### Aim
Copy exactly the run of lines that begins at the line with "ear in the photo above." and ends at the final line of the entries.

● ● ● ●

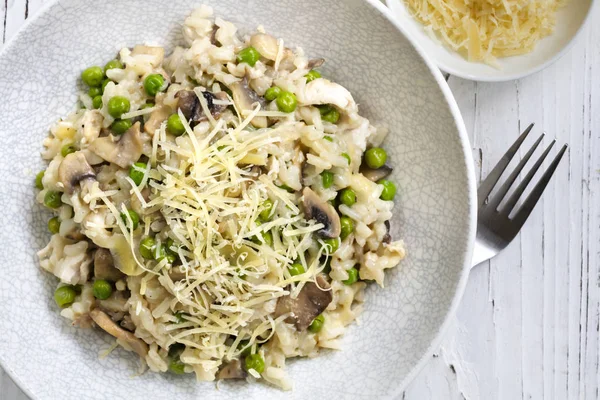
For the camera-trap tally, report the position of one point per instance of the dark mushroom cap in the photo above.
(245, 99)
(375, 174)
(190, 106)
(319, 210)
(311, 301)
(108, 325)
(124, 152)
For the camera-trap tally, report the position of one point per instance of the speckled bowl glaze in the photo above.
(394, 85)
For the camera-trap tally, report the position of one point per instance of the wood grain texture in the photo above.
(528, 325)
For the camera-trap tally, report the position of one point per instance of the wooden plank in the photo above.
(15, 17)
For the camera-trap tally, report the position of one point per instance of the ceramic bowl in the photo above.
(569, 22)
(394, 85)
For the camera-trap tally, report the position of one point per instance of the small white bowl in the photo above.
(570, 21)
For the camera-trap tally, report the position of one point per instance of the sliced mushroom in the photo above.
(71, 230)
(155, 55)
(192, 109)
(315, 63)
(73, 170)
(124, 152)
(232, 370)
(387, 238)
(245, 99)
(108, 325)
(319, 210)
(268, 47)
(123, 257)
(375, 174)
(92, 125)
(104, 266)
(312, 300)
(176, 274)
(157, 117)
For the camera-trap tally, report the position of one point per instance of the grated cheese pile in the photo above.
(210, 200)
(484, 30)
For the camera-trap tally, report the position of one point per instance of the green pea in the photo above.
(94, 91)
(118, 106)
(171, 247)
(347, 157)
(352, 276)
(286, 101)
(272, 93)
(64, 296)
(176, 349)
(265, 214)
(38, 180)
(137, 172)
(249, 55)
(347, 226)
(104, 83)
(332, 245)
(317, 324)
(324, 108)
(153, 84)
(296, 269)
(97, 102)
(348, 197)
(120, 126)
(92, 76)
(268, 238)
(255, 362)
(375, 157)
(54, 225)
(389, 190)
(148, 247)
(245, 347)
(165, 254)
(312, 75)
(332, 116)
(112, 64)
(176, 366)
(52, 199)
(175, 126)
(180, 317)
(135, 219)
(327, 178)
(327, 266)
(102, 289)
(67, 149)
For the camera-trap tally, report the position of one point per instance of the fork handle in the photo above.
(481, 253)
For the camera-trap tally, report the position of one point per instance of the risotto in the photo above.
(219, 210)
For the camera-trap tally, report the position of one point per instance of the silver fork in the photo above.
(495, 226)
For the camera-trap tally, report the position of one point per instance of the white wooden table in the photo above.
(528, 325)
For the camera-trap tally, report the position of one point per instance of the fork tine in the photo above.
(497, 198)
(537, 191)
(485, 188)
(514, 198)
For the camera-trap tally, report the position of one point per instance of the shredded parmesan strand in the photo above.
(483, 31)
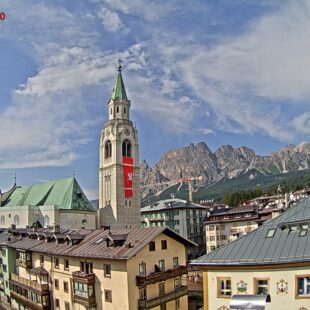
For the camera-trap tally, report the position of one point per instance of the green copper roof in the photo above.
(119, 92)
(65, 194)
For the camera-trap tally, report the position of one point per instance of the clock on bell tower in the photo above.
(119, 171)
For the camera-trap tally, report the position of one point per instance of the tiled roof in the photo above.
(95, 245)
(255, 248)
(169, 204)
(65, 194)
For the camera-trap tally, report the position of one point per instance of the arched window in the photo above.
(46, 221)
(126, 148)
(108, 149)
(16, 220)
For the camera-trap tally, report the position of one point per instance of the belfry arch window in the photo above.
(16, 220)
(108, 149)
(126, 148)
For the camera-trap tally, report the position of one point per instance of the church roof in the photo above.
(64, 193)
(119, 91)
(282, 240)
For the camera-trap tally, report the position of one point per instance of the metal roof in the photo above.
(255, 248)
(65, 194)
(119, 91)
(95, 245)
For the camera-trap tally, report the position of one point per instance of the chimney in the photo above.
(56, 229)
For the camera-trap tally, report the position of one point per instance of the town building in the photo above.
(94, 269)
(61, 203)
(183, 217)
(268, 268)
(119, 169)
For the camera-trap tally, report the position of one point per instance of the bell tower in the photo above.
(119, 171)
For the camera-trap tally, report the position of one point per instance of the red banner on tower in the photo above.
(128, 176)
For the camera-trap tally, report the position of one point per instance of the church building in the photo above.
(119, 171)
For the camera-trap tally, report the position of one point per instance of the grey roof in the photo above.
(168, 204)
(255, 248)
(94, 244)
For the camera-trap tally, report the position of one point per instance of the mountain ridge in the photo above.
(225, 162)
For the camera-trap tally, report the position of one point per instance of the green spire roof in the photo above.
(119, 92)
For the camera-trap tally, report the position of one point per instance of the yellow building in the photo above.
(98, 269)
(269, 268)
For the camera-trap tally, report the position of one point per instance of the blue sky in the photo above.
(221, 71)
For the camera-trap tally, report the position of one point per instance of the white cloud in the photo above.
(302, 123)
(206, 131)
(249, 80)
(147, 9)
(111, 20)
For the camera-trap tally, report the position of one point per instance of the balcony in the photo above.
(85, 301)
(29, 303)
(157, 301)
(42, 289)
(155, 277)
(24, 263)
(79, 276)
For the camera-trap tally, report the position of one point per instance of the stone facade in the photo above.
(114, 209)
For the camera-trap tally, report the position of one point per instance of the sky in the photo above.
(219, 71)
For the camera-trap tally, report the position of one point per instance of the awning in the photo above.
(241, 302)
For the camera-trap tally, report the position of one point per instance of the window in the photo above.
(86, 267)
(261, 286)
(66, 287)
(152, 246)
(142, 293)
(56, 262)
(142, 270)
(107, 270)
(46, 221)
(164, 244)
(108, 149)
(175, 262)
(223, 287)
(66, 264)
(177, 283)
(57, 304)
(16, 220)
(161, 265)
(270, 233)
(108, 295)
(126, 148)
(161, 288)
(303, 286)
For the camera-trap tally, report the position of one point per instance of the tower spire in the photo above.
(119, 91)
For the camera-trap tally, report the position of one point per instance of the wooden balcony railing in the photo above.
(161, 276)
(157, 301)
(86, 301)
(29, 284)
(24, 263)
(29, 303)
(79, 276)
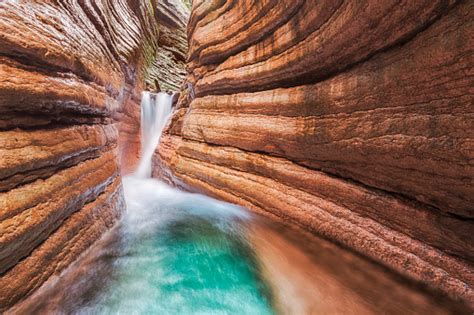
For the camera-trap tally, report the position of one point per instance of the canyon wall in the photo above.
(353, 119)
(71, 76)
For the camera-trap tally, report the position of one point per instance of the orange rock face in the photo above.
(351, 119)
(71, 76)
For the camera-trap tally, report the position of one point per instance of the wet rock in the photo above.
(351, 119)
(71, 76)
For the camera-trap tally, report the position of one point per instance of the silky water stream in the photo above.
(175, 252)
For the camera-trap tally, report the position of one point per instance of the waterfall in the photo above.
(155, 110)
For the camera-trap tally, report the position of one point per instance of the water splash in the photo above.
(155, 111)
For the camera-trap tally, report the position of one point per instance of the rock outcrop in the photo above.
(71, 76)
(353, 119)
(169, 66)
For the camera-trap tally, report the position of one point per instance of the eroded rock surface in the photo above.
(352, 119)
(71, 76)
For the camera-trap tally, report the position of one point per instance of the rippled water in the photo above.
(181, 254)
(175, 252)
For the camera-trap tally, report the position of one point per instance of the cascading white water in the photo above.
(155, 110)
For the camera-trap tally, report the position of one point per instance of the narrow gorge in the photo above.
(307, 157)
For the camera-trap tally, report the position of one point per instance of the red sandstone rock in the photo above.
(71, 76)
(353, 120)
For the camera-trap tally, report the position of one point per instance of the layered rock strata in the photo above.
(169, 66)
(351, 119)
(71, 76)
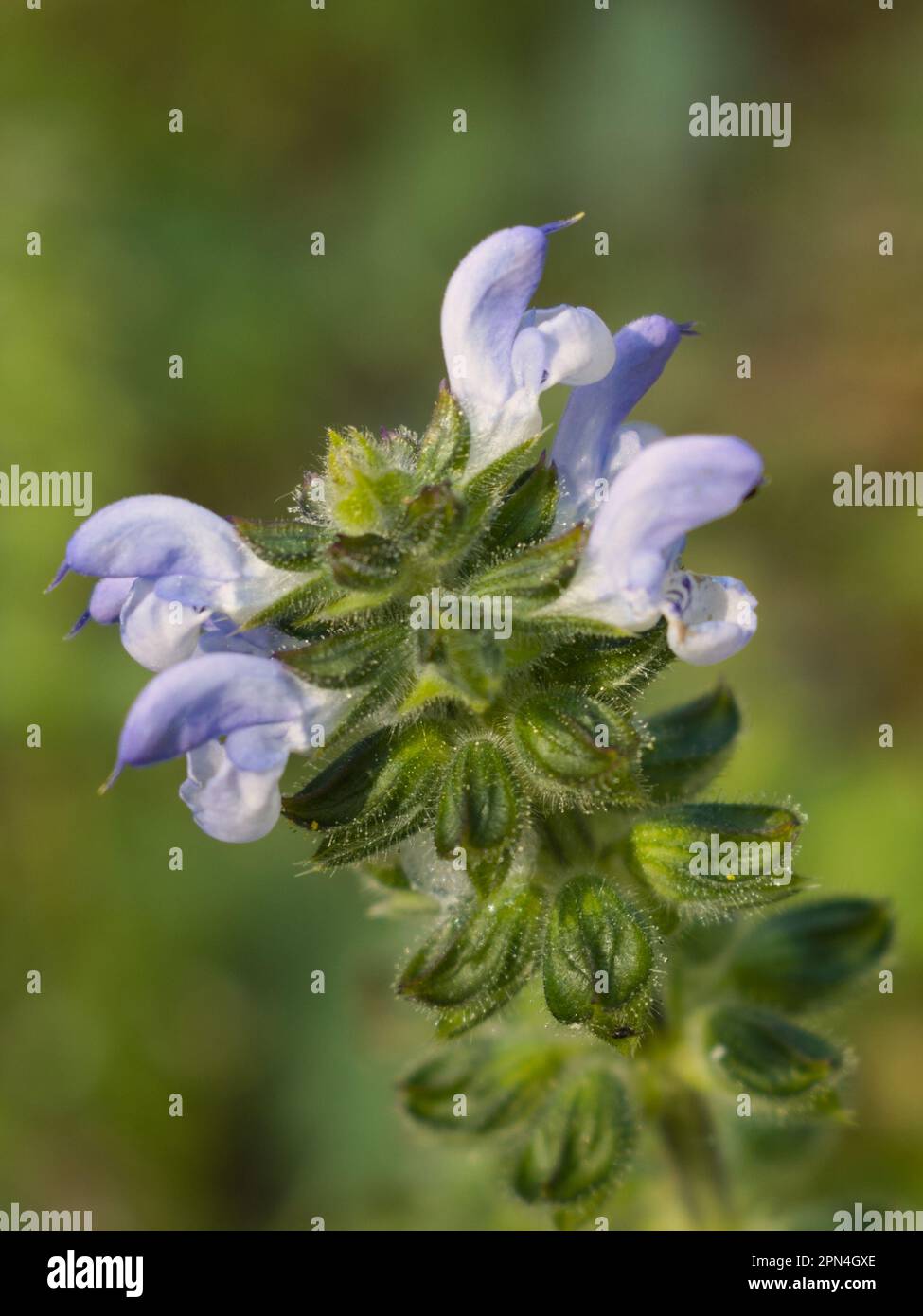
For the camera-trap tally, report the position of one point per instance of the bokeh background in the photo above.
(340, 120)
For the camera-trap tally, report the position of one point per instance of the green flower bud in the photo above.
(568, 741)
(527, 513)
(690, 745)
(432, 516)
(724, 856)
(605, 667)
(579, 1143)
(484, 1087)
(364, 560)
(445, 444)
(349, 657)
(477, 962)
(374, 795)
(598, 961)
(478, 809)
(364, 489)
(768, 1055)
(805, 954)
(536, 576)
(292, 545)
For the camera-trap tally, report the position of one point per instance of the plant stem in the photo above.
(689, 1134)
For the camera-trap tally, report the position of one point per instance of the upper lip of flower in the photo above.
(499, 355)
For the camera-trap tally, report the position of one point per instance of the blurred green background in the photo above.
(340, 120)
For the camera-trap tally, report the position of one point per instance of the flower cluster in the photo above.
(453, 630)
(219, 610)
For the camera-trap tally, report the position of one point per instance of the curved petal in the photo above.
(585, 483)
(250, 593)
(670, 487)
(108, 597)
(228, 803)
(707, 617)
(578, 347)
(208, 697)
(222, 636)
(484, 306)
(594, 414)
(154, 535)
(257, 749)
(158, 631)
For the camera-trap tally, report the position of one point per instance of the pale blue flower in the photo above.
(499, 354)
(592, 444)
(238, 718)
(166, 566)
(630, 577)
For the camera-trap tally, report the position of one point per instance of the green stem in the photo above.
(690, 1139)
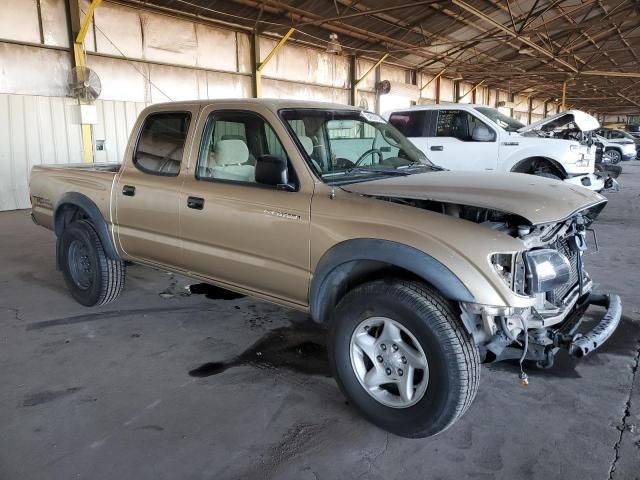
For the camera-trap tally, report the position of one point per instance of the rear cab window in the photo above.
(458, 124)
(232, 144)
(160, 146)
(410, 123)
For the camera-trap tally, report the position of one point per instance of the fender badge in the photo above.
(285, 215)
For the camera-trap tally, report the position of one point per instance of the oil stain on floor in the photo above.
(298, 347)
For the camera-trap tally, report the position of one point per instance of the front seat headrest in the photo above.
(231, 152)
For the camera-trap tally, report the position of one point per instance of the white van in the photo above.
(477, 137)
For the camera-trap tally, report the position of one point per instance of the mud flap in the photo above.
(583, 344)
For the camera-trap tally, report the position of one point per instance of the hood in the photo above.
(538, 199)
(583, 121)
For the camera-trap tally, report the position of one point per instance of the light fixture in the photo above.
(526, 51)
(334, 45)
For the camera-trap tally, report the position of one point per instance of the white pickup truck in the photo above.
(476, 137)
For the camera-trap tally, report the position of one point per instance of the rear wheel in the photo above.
(402, 357)
(91, 276)
(546, 175)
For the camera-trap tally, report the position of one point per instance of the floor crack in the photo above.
(627, 413)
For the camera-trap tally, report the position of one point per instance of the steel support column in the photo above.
(79, 28)
(259, 66)
(353, 80)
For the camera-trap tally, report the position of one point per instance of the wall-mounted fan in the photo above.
(84, 84)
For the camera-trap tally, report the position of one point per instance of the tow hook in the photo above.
(611, 185)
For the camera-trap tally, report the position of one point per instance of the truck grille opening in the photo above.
(558, 295)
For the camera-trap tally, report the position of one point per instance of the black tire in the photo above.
(91, 276)
(547, 175)
(614, 155)
(453, 358)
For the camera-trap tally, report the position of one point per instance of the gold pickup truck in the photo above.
(419, 273)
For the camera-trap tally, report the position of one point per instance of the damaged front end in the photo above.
(551, 271)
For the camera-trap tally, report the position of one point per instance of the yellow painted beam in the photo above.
(261, 65)
(79, 57)
(279, 45)
(87, 21)
(432, 80)
(473, 89)
(376, 65)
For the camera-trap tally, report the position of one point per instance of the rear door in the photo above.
(451, 144)
(236, 231)
(147, 193)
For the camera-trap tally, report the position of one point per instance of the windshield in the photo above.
(621, 134)
(502, 120)
(342, 144)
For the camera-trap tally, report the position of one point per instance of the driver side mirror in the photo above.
(482, 134)
(273, 170)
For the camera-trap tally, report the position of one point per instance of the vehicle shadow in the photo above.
(301, 347)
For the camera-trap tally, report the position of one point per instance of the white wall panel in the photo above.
(362, 67)
(429, 92)
(54, 23)
(33, 71)
(19, 20)
(300, 64)
(393, 74)
(119, 26)
(244, 53)
(216, 48)
(115, 122)
(224, 85)
(33, 130)
(297, 91)
(169, 40)
(121, 79)
(446, 90)
(178, 83)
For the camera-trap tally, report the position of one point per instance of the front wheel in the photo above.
(613, 156)
(91, 276)
(402, 357)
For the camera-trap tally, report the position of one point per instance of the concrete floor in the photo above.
(107, 393)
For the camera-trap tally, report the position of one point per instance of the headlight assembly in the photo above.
(546, 270)
(503, 266)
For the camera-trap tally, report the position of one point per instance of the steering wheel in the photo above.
(367, 153)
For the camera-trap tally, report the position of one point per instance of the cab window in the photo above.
(410, 124)
(458, 124)
(160, 146)
(232, 143)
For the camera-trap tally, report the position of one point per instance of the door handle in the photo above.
(129, 190)
(196, 203)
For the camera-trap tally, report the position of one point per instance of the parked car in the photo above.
(418, 273)
(480, 138)
(621, 145)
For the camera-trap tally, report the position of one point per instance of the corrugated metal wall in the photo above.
(115, 122)
(38, 130)
(33, 130)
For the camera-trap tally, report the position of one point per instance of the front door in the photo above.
(454, 147)
(236, 231)
(148, 190)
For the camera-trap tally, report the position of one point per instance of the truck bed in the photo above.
(49, 183)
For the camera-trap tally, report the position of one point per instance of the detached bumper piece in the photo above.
(583, 344)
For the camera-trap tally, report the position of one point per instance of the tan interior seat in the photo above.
(158, 152)
(229, 161)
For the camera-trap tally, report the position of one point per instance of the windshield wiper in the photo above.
(387, 171)
(436, 168)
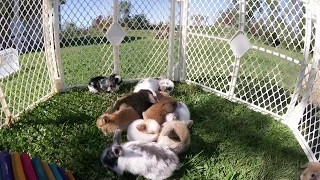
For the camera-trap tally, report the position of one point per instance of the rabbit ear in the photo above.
(141, 127)
(304, 166)
(152, 97)
(168, 107)
(116, 137)
(189, 123)
(163, 76)
(109, 110)
(144, 115)
(117, 150)
(172, 135)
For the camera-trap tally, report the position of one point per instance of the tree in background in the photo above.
(140, 21)
(199, 20)
(125, 11)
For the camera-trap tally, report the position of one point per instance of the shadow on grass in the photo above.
(223, 129)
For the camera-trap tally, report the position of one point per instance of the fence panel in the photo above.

● ● ● ●

### Exercise result
For the camera-trap tally, report the position of one point per instance of the rabbit ear in the photo above.
(141, 127)
(304, 166)
(152, 97)
(168, 107)
(116, 137)
(189, 123)
(163, 76)
(109, 110)
(144, 115)
(117, 150)
(172, 135)
For the camera-trap tally, report the position of one point per instance of the tree in background in the photo above.
(140, 21)
(199, 20)
(125, 11)
For the camera-trap tally, report the position of one point per instance of the shadow on grass in the photo above.
(223, 129)
For the camera-trap tally, report the position of one point per instance of the fence panel in the photo above.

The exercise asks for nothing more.